(Point annotations for photos)
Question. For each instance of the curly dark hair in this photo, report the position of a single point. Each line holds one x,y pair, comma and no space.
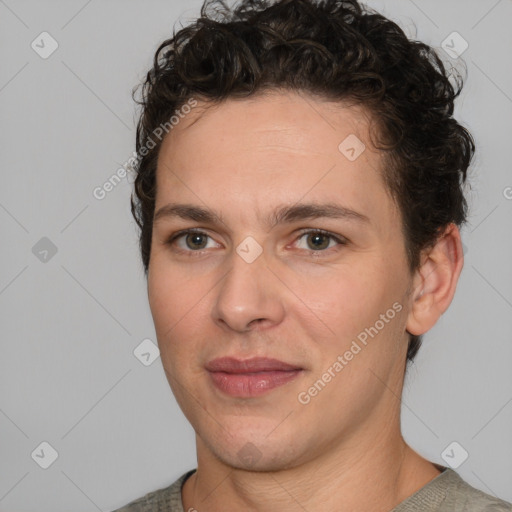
337,50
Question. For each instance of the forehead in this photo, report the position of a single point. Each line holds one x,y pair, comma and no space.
271,149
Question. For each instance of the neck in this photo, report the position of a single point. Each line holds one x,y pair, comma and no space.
377,473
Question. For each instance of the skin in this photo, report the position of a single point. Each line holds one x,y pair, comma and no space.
291,303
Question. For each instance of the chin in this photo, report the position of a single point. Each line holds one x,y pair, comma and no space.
255,453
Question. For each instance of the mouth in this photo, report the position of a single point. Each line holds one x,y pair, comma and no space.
251,377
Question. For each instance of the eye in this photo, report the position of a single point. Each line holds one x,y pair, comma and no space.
193,240
319,240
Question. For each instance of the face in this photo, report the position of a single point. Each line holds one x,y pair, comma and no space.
264,275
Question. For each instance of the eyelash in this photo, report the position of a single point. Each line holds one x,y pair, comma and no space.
340,240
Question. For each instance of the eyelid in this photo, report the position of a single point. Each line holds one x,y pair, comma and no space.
341,240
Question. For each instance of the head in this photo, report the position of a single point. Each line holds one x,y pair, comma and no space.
295,103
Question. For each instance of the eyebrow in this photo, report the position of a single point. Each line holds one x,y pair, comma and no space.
282,215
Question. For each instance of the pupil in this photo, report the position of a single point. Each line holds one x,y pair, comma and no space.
196,238
316,237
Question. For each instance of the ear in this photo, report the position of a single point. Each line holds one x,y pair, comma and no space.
435,281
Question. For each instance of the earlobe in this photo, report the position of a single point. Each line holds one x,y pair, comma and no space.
435,282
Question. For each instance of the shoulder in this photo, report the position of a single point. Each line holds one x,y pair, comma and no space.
166,498
469,499
448,492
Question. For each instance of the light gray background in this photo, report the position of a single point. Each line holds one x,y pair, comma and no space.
69,326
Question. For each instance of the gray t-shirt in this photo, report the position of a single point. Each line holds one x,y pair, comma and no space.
447,492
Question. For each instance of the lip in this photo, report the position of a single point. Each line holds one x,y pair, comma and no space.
250,377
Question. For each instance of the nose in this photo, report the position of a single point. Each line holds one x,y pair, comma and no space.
249,296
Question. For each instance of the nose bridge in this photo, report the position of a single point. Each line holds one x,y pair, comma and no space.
246,293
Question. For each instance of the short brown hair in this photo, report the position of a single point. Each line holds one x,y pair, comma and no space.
335,49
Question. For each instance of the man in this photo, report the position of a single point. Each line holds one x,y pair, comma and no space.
299,193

Exercise requirements
Reproduce all of the rows above word for word, but omit the pictures.

Exercise solution
Question. For each instance of the curly dark hair in this photo, report the position of a single point. Each line holds one x,y pair, comma and no space.
337,50
Question. For each instance of the forehead in this photo, report the position of a single point. Each line holds one x,y pair, comma and no space.
271,149
Question. For each instance of the neck in this photo, report the position of a single point. Each line holds one x,y pair, comma and no space.
377,473
Question. For each instance of the skin in this photo, report the position of a single point. Each line holds one x,y pair, comma and no space.
291,303
Question. For each instance of the chin in this photo, report the position of a single point. Each line holds one x,y pair, comma and no space.
255,453
Question. For each instance of the mouth in this photo, report the position of a single point. Each line holds one x,y pair, comma and no space.
251,377
Question. For each instance of the eye in this photo, report the position of a single point. Each line holds one x,y pair, comma and no space.
193,240
319,240
Question. For each instance of the face in this photo, report the position of a single point. Each line holds one x,y pair, comma and no space.
264,275
Question. For each instance of the eyelash in this photo, report the position of a single point. Each line holds one x,y pair, comma and no space.
340,240
Question. For each instance of the eyelid in this photo, report the position of a single point. Each line holds one x,y pair, comma and no space.
341,240
Question. For each instance of the head in this photo, report the position of a single point. Each line holds one x,y pair, comma and no space.
295,103
Question. For each instance of the eyebrow in this photo, report the position of a single point. Each line holds one x,y pair, comma and no space.
282,215
Question. For each instance of the pupil in this photo, report the position of a single point. Each line holds one x,y pair, comma and no space.
196,238
316,237
Question. For each instance of the ear in this photo, report the position of a single point. Each line holds one x,y pair, comma and no space.
435,281
Question. For each instance of the earlobe in this photo, report the position of a single point. Each line holds one x,y pair, comma and no space.
435,282
Question. For each instance of the shoulder in this photo, report the position of a single point. Each line holds one x,y pair, comma and no space.
166,498
469,499
448,492
Question. For each instance of the light gray background in this photo, report the position of a single point. Each line holds one x,y pair, comma and no space.
69,326
Question. For each instance of the gray t-shirt in this photo, report the position of a single point. Each line holds one x,y pair, comma and no space.
447,492
Question. For each instance of the lip in this photo, report the position of a single point. Each line holds one x,y pair, comma and no space.
250,377
Question. For each instance of the nose in this photo, report the position of a single point. Each line holds one x,y pair, comma and no space.
249,296
Question. For each instance of the nose bridge in this photo, report the position of a single point. Each line holds one x,y pair, comma and no space.
246,293
Question. For each instance of the short brown hair in this photo, report the position of a single point. Each line holds one x,y pair, comma and no space.
335,49
Question. For each instance of the man in this photo, report the position of a single point. Each line holds one x,y pair, comma and no space.
299,193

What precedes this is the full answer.